▶ _Parts of the exercise_
• A. In the issue thread about filtering strictness, which issue number does the maintainer say should have been linked in place of #138?
• B. Translate this sentence from the issue thread about filtering strictness into Spanish: "Given that every image that's blocked has a number, it seems like it should be possible to tweak the filter by that number."
• C. List every distinct issue number (written with a # sign) that appears in the issue thread about filtering strictness.

Option to configure filtering strictness

bmaupin commented 11 months ago

First of all, thanks for this! This is a really amazing extension. I came here from https://github.com/nsfw-filter/nsfw-filter which apparently no longer works for Firefox.

As a Firefox user, I haven't used nsfw-filter, but I can see it has exactly what I'm looking for: some kind of configurable filter strictness:

nsfw-filter-filter-strictness

When I first enabled this plugin it didn't take me long before I wanted stricter filtering on some sites. I figured it would be as simple as going to the settings. Unfortunately I see the default setting is

Automatic - Automatically change zones based on how many unsafe images have been detected recently

That's problematic because it means

I have to wait for unsafe images to be detected until the zone is changed
"recently" implies that this may change

So the next thing I looked for is some way to blacklist certain sites. Unfortunately that doesn't appear to have been implemented yet (#138).

So my only option at the moment it appears is I can set the global zone to Untrusted. This works, but it's way too aggressive. Given that every image that's blocked has a number, it seems like it should be possible to tweak the filter by that number.

I would also be nice to have a way to submit false positives and false negatives. I guess that's covered by #40?

Lastly, I'm a developer and could potentially contribute to this issue or #138. Would PRs be accepted? If so, any information to point me in the right direction as to how to get started on this would be appreciated (although not necessary).

Thanks!

wingman-jr-addon commented 11 months ago

Hello @bmaupin ! You touch on a lot of things in the issue, with the core being around the ability to set the filter strictness. Let me address a couple of the smaller things and then return to that as it is a bit longer discussion.

Regarding blacklisting: yes, that is not implemented. I see you had visited the right issue #184 so I believe that's meant to be linked in your comment rather than #138 in case anybody else is looking. There is actually a static whitelist now over here: https://github.com/wingman-jr-addon/wingman_jr/blob/d8035027a0a4db5b4b73bb75cd513bc20ebbc8d2/whitelist.js#L1 With respect to PR's - yes, but something like this may get a bit interesting as it propagates out to the processor(s). There is also currently no UI or build framework and I'm quite stingy about dependencies as this works better for the submission process. If you have an idea in mind, let's maybe continue the discussion over on #184 before trying to work on something.

▶ _Extracted information_
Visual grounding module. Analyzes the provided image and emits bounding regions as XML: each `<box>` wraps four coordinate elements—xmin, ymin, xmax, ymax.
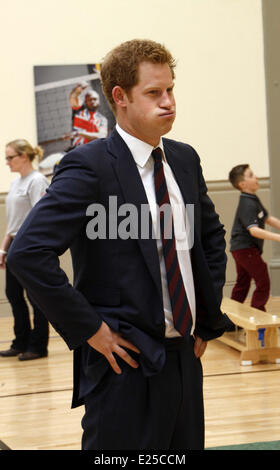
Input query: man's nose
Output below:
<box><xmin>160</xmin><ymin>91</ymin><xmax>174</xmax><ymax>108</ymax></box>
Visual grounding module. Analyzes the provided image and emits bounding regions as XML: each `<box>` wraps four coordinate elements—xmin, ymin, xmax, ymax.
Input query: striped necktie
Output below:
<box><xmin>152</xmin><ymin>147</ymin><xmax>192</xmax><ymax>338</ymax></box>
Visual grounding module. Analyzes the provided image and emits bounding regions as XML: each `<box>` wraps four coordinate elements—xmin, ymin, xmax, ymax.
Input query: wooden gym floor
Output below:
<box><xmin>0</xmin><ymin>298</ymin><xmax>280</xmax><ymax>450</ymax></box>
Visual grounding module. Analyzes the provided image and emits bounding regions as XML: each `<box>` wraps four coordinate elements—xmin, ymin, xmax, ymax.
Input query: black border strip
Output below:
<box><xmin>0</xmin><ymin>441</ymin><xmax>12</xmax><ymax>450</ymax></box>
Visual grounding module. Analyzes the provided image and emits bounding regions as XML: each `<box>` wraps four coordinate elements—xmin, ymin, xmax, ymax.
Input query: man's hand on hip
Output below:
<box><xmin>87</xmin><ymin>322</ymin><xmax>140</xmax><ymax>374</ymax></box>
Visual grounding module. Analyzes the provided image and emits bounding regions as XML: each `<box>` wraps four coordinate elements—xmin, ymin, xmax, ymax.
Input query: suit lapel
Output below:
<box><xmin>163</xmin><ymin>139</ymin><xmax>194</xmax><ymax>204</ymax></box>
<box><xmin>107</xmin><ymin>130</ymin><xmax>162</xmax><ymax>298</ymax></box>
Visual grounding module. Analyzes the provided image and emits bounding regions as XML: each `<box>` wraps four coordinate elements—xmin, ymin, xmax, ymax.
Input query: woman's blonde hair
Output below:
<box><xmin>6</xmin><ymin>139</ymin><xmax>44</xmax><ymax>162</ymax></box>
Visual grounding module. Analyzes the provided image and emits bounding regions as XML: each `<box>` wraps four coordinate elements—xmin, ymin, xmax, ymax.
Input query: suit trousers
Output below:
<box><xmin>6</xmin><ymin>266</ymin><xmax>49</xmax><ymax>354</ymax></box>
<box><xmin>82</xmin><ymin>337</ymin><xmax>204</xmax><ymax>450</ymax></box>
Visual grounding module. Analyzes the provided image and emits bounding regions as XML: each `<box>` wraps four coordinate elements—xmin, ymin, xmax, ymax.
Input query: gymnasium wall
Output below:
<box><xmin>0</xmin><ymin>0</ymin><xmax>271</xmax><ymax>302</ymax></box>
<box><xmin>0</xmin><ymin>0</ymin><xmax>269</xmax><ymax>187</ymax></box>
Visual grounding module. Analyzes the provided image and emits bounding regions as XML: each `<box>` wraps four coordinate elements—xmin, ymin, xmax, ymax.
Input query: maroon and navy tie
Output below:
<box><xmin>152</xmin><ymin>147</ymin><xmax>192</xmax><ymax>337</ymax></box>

---

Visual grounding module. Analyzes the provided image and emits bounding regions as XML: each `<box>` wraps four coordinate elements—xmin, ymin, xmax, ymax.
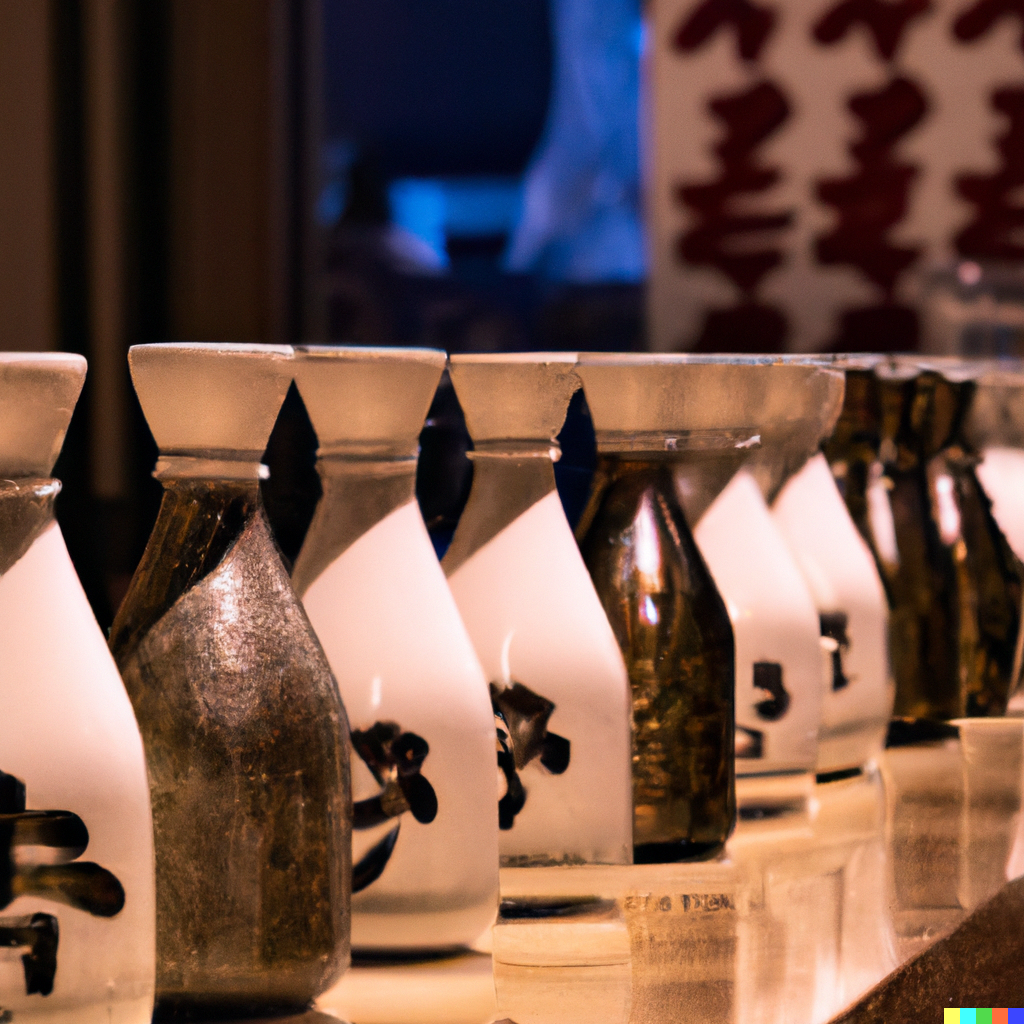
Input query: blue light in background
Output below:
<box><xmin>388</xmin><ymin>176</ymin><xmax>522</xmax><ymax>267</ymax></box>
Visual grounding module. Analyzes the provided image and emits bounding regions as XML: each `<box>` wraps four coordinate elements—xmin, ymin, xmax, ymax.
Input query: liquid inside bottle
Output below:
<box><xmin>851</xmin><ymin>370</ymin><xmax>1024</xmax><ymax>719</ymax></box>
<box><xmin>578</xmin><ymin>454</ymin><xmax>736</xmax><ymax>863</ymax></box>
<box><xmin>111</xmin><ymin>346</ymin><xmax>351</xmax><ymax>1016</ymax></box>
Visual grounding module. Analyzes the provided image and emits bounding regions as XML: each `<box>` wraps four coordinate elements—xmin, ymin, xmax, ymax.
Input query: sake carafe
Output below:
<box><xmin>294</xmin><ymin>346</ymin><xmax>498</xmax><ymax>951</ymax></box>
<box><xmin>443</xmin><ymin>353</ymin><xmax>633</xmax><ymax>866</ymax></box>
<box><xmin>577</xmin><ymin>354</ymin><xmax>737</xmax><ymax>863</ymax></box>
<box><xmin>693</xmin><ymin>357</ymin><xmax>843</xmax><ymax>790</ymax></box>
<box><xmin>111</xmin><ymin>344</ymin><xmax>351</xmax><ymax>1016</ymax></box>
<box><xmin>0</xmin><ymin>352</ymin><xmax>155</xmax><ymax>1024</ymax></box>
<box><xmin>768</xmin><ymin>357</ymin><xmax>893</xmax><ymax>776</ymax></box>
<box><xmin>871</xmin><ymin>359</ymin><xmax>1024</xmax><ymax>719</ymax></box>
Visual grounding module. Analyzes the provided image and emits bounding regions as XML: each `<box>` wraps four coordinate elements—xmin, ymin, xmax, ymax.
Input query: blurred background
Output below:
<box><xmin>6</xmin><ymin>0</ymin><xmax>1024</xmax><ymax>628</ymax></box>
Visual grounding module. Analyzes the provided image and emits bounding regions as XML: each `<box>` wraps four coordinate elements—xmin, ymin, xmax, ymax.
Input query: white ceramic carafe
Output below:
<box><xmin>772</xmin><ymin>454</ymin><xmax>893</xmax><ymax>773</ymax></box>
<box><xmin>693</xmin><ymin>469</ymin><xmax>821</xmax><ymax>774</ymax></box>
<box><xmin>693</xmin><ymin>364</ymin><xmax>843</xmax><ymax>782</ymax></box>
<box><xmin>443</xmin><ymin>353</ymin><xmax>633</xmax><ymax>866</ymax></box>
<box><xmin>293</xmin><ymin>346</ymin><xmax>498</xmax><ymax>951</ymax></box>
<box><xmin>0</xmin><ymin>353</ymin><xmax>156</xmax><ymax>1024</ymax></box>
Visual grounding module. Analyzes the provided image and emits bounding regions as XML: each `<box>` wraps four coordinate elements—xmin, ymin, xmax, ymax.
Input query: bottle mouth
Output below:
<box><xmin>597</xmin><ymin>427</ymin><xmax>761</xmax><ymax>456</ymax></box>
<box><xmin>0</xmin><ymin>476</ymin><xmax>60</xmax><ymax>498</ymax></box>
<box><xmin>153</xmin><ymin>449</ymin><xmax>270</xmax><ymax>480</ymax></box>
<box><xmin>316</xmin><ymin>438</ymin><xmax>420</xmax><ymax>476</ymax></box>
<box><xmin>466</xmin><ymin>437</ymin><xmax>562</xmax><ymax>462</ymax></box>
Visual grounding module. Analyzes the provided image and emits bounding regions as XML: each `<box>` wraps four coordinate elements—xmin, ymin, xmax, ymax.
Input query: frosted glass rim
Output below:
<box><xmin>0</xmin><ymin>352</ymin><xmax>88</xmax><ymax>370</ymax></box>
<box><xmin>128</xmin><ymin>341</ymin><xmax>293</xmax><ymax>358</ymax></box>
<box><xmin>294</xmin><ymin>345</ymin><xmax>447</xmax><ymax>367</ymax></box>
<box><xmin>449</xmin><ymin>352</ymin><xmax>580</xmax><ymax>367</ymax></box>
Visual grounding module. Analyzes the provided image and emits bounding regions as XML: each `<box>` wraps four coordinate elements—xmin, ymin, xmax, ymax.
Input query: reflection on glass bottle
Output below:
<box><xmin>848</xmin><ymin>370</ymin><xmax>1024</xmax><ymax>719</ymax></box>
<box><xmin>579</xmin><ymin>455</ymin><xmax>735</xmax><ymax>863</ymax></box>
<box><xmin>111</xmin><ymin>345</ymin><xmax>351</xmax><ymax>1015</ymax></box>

▶ _Task-by-task outputs_
• A. #184

• B. Dado que cada imagen bloqueada tiene un número, parece que debería ser posible ajustar el filtro según ese número.

• C. #138, #40, #184